» **INSTRUCCIONES**:
a – ¿Puedes convertir en una lista breve el párrafo del pasaje citado que empieza «En aquella época, mis padres estaban detenidos», sin perder sus datos principales?
b – ¿Podrías seguir el pasaje citado sobre la mudanza durante los ataques al complejo a partir de su última oración?

━━━ PASAJE CITADO ━━━

También me proporcionaron una enorme ayuda de tipo práctico. Hacia finales de 1967 el Chengdu Rojo comenzó a atacar nuestro complejo -entonces controlado por el 26 de Agosto- y el bloque que habitábamos se convirtió en una fortaleza. Recibimos la orden de trasladarnos de nuestro apartamento, situado en el tercer piso, a unas habitaciones de la planta baja del bloque contiguo.

En aquella época, mis padres estaban detenidos. El departamento de mi padre, que normalmente se hubiera encargado de colaborar en la mudanza, se limitó en esta ocasión a darnos la orden de partir. Dado que no existían compañías de mudanza, mi familia hubiera perdido hasta las camas de no haber sido por mis amigas. Aun así, tan sólo pudimos trasladar los muebles más esenciales, dejando atrás otras cosas, como las estanterías de mi padre: apenas podíamos moverlas, y mucho menos bajarlas a lo largo de varios tramos de escaleras.

Nuestro nuevo alojamiento era un apartamento ya ocupado por los familiares de otro seguidor del capitalismo a quienes se ordenó que dejaran libre la mitad. Idéntica reorganización de viviendas estaba teniendo lugar en todo el complejo, de tal modo que pudieran utilizarse los pisos altos como puestos de mando. Mi hermana y yo compartimos una habitación. La ventana daba al entonces desierto jardín trasero, y siempre la manteníamos cerrada, ya que nada más abrirla la estancia se inundaba con el fuerte hedor procedente de las alcantarillas atascadas. Por la noche oíamos gritos de rendición procedentes del exterior de los muros del complejo, así como disparos esporádicos. Una noche me despertó el sonido de cristales rotos: una bala había entrado por la ventana para incrustarse en la pared opuesta. Curiosamente, no sentí temor alguno. Después de todos los horrores de que había sido testigo, las balas había perdido su efecto.

━━━ DATOS REGISTRADOS ━━━

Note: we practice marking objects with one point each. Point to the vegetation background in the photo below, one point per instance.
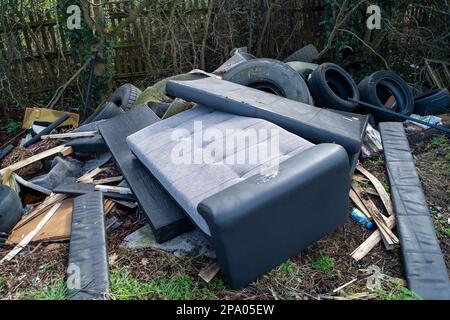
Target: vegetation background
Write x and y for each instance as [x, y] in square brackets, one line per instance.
[142, 41]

━━━

» **RESPUESTAS**:
a –
- Mis padres estaban detenidos.
- El departamento de mi padre no ayudó con la mudanza; solo nos ordenó partir.
- No había compañías de mudanza, y sin mis amigas mi familia habría perdido hasta las camas.
- Solo trasladamos los muebles más esenciales.
- Dejamos atrás otras cosas, como las estanterías de mi padre, que apenas podíamos mover y menos aún bajar por las escaleras.

b –
Para entretenerme en algo, comencé a escribir poesía siguiendo los estilos clásicos. El primer poema que me satisfizo fue escrito el día de mi décimo sexto cumpleaños, el 25 de marzo de 1968. No hubo celebración alguna, pues tanto mi padre como mi madre seguían detenidos. Aquella noche, tendida en la cama y escuchando los disparos y las escalofriantes diatribas que escupían los altavoces de los Rebeldes, alcancé un momento decisivo de mi vida: siempre se me había dicho -y yo lo había creído- que estaba viviendo en un paraíso terrenal llamado China Socialista completamente distinto del infierno del mundo capitalista. En ese instante, me pregunté: si esto es el paraíso, ¿cómo será el infierno? Decidí que quería comprobar por mí misma si, efectivamente, existía un lugar aún más azotado por el sufrimiento. Por primera vez, odié conscientemente el régimen bajo el que había vivido y deseé con todas mis fuerzas disponer de una alternativa.

Aun así, de un modo inconsciente, continuaba evitando pensar en Mao. Mao había formado parte de mi vida desde que era niña. Él era el ídolo, el dios, la inspiración. El propósito de mi vida se había formulado en su nombre. Apenas dos años antes hubiera sido feliz de morir por él y, aunque su mágico poder se había desvanecido en mi interior, aún le consideraba sagrado e infalible. Incluso entonces, no osé desafiarle.

Tal era mi estado de ánimo cuando compuse el poema. Escribí acerca de la muerte de mi pasado de adoctrinamiento e inocencia, comparándolo con hojas muertas arrancadas de un árbol por el viento y transportadas hasta un mundo del que no se regresa. Describí mi estupefacción al contemplar ese nuevo mundo, al no saber qué pensar ni cómo hacerlo. Era el poema de alguien que busca, que tantea en la oscuridad.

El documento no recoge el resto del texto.